Items from a dataset -
--- start ---
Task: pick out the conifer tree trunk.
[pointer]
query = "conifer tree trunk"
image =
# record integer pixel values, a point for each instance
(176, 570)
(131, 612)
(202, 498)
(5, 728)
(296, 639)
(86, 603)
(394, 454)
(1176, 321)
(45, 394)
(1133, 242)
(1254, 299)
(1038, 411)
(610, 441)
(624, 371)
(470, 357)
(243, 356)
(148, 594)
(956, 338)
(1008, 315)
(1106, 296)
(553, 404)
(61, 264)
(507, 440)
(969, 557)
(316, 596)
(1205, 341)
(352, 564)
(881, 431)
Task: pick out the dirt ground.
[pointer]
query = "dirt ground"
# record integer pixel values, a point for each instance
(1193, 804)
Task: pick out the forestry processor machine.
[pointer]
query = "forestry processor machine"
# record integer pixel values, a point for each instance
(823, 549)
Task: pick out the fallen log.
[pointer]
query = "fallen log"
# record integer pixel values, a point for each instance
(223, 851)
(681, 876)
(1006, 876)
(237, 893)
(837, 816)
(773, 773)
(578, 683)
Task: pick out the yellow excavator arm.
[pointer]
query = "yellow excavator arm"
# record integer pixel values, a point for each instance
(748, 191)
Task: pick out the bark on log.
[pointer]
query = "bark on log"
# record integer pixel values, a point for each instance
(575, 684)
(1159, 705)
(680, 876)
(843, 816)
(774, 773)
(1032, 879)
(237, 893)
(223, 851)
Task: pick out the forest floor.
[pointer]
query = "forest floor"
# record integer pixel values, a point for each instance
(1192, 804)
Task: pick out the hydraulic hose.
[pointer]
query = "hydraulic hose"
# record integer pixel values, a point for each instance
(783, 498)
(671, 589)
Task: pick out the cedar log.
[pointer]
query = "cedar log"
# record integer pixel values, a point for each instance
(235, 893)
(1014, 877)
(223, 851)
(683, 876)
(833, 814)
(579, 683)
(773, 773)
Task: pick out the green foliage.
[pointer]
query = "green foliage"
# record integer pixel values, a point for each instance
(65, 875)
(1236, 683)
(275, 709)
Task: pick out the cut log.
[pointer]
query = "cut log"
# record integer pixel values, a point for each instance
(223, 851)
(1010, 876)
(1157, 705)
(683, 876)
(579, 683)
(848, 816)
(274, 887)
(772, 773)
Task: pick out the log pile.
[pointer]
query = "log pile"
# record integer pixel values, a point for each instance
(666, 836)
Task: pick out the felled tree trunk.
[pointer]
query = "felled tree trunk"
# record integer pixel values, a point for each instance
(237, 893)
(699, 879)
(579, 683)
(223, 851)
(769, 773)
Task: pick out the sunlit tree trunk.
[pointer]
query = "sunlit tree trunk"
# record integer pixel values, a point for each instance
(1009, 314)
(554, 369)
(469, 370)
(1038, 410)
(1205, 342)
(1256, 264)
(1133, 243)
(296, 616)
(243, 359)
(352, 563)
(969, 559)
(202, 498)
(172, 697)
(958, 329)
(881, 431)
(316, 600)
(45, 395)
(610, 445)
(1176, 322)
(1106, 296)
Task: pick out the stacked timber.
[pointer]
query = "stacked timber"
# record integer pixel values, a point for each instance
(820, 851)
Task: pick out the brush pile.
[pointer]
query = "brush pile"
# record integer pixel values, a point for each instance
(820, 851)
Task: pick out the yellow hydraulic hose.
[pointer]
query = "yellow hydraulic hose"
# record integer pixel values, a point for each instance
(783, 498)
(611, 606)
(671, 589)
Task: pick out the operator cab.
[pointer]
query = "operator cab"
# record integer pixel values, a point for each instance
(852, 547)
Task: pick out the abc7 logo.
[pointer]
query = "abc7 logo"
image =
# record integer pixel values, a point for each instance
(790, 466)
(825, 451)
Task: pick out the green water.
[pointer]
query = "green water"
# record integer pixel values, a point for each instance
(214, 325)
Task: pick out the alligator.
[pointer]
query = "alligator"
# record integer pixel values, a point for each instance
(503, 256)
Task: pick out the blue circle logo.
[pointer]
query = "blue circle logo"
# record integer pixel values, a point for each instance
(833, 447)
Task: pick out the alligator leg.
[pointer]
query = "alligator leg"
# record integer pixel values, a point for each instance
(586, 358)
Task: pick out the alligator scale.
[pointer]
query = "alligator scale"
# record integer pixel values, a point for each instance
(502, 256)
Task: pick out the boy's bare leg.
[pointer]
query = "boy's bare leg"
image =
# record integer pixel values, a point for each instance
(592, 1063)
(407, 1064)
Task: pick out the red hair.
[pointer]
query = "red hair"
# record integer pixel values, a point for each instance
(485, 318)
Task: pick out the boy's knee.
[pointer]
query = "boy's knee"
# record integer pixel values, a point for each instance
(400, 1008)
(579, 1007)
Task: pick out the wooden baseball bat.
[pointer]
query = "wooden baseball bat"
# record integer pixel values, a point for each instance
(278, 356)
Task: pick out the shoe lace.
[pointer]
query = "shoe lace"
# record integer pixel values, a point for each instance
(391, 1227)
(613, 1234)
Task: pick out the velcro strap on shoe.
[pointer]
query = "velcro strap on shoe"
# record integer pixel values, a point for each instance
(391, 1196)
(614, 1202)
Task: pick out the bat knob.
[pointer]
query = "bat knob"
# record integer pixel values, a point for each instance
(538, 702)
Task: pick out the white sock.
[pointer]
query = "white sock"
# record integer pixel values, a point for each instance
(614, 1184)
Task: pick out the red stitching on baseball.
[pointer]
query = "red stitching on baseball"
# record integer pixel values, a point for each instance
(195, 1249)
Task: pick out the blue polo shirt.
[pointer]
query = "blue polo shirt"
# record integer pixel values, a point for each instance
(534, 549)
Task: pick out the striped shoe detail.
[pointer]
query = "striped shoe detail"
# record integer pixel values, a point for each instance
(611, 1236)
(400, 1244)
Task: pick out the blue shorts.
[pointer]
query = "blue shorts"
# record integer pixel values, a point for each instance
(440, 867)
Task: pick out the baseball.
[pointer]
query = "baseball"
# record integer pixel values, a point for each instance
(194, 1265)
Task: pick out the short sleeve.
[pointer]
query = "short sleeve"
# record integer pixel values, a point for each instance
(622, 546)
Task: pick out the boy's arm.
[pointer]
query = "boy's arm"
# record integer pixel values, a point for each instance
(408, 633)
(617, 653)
--- end ---
Task requirements - Reproduce exactly the line containing "Task: pick out the blue polo shirt." and every line after it through the end of the records above, and nothing else.

Result of the exercise -
Task: pick out the blue polo shirt.
[pointer]
query = "blue polo shirt"
# record integer pixel values, a point for each instance
(534, 549)
Task: pick out the striped shoe detail.
[pointer]
query = "striped shoe detail"
# record integer pixel values, a point for each instance
(611, 1236)
(400, 1244)
Task: pick out the blue shorts.
[pointer]
query = "blue shorts"
# record integer pixel values, a point for each instance
(440, 867)
Task: pick out the baseball.
[pointer]
query = "baseball"
# record integer pixel values, a point for each instance
(194, 1265)
Task: pick out the short sleeve.
[pointer]
query = "short sleeve"
# record integer pixel values, a point for each instance
(622, 546)
Task: pick out the boy's arm.
[pointer]
query = "boy's arm"
# record integer pixel values, a point for each instance
(408, 633)
(617, 653)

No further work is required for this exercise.